### [Brief]
Update the listing below by replacing every instance of "visually impaired user" with "blind user", leaving everything else unchanged.

### [Supplied records]
_____

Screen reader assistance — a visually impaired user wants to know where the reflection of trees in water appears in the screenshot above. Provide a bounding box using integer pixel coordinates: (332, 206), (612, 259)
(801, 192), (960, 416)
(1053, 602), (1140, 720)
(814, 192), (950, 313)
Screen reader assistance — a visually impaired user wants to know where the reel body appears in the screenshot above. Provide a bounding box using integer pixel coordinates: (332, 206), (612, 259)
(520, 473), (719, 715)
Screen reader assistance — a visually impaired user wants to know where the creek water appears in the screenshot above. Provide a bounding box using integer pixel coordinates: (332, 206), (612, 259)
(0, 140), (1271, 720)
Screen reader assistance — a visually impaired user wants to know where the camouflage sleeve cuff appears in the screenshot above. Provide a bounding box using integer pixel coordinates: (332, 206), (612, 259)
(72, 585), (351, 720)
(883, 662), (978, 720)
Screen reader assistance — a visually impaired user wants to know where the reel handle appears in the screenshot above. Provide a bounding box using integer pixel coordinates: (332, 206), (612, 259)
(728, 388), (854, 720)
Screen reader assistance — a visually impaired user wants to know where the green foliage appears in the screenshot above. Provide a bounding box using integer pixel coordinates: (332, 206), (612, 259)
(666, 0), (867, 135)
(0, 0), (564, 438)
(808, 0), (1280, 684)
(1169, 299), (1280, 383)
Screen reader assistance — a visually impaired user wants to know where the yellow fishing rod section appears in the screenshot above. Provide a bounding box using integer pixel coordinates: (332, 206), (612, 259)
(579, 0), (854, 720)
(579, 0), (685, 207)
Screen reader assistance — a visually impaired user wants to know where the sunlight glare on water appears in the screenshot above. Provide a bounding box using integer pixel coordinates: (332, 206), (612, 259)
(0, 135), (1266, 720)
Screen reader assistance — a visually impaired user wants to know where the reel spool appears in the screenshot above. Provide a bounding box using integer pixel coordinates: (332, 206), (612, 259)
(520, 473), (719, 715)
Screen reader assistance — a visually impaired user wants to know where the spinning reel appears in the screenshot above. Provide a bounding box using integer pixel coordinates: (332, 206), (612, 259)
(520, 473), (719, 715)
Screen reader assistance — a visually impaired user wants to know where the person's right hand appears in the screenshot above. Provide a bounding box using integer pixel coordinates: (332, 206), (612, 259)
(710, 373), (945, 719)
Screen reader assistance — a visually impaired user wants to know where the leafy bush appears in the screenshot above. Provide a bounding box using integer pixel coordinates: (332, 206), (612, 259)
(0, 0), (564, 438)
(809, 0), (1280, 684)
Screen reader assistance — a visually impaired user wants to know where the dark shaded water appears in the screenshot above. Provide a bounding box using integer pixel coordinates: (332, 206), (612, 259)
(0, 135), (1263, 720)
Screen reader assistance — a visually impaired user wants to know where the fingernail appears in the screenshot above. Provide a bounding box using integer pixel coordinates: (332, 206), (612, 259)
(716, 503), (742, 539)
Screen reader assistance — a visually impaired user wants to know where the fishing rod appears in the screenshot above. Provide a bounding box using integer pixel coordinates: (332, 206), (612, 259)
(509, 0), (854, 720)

_____

### [Correct response]
Screen reader assistance — a blind user wants to know where the reflection of trees in water appears in the screenshot above. Provide a bounding box using integer pixel coordinates: (332, 206), (612, 259)
(801, 192), (960, 416)
(1053, 602), (1140, 720)
(814, 192), (950, 313)
Screen reader assistance — a blind user wants to know where the reel body appears in the screenshot above. Provide a bounding box using integer pixel coordinates: (332, 206), (612, 259)
(520, 473), (719, 715)
Screen reader assistance — a blind user wants to know where the creek water appears in the screenshot above. Provide a bounding box using integer pixel coordinates: (332, 206), (612, 259)
(0, 140), (1271, 720)
Screen reader assistance — a blind user wants to know where the camouflage sleeve cuff appears in the screenshot above. Provide a bounding box using integer pixel coordinates: (332, 206), (612, 259)
(72, 585), (351, 720)
(883, 662), (978, 720)
Screen reader assistance — a blind user wants to know where the reel handle appears in the screenshot above. Provide a bounding box using integer pixel coordinates: (332, 206), (612, 259)
(728, 388), (854, 720)
Screen reader assistance — a blind user wants to know where the green foliage appears in the screenshot above. Provide a bounding box using integer pixel coordinates: (332, 206), (612, 259)
(666, 0), (867, 135)
(0, 0), (564, 438)
(808, 0), (1280, 684)
(1169, 299), (1280, 383)
Screen reader assistance — a blind user wants to know where the yellow fishing rod section appears in the screenshot above. Provide a bounding box using integer pixel coordinates: (332, 206), (612, 259)
(579, 0), (854, 720)
(579, 0), (685, 207)
Screen reader assistance — a blind user wants to know where the sunlight glare on water appears in the screenshot above. Provide a bounding box using integer pixel coordinates: (332, 206), (612, 259)
(0, 135), (1266, 720)
Screen reader assistance — a blind user wants to know where the reel spool appears in the screenshot above. Provide a bounding box using integer pixel coordinates: (332, 206), (612, 259)
(520, 473), (719, 715)
Screen reader assistance — a blind user wants to know where the spinning reel appears in the screenshot above. Provide a bounding box using integer pixel coordinates: (332, 206), (612, 259)
(520, 473), (719, 715)
Screen reader assistance — a blind user wants to know where the person's right hand appears in the screenshot above. Provide a bounding box using integer pixel coordinates: (332, 206), (612, 259)
(710, 373), (945, 719)
Screen reader assistance — a blind user wants to know where the leafy bush appears in the screenshot above. Provide a bounding box using integer pixel coordinates: (332, 206), (612, 259)
(0, 0), (564, 438)
(809, 0), (1280, 684)
Screen reader assistance — a blind user wants to know where the dark shaded water appears in the screenshot above. Provide a bounding box using integer pixel coordinates: (332, 206), (612, 259)
(0, 135), (1263, 720)
Screen reader assistance — a blind user wants to know where the fingernail appears in the screenshot above. Provide a bounding box using integer pixel coordinates: (332, 206), (612, 259)
(716, 503), (742, 539)
Screen reader assistance — a blind user wants to know where the fishing rod appears in the screenshot above. Provide a bounding box using integer pixel coordinates: (332, 206), (612, 259)
(509, 0), (854, 720)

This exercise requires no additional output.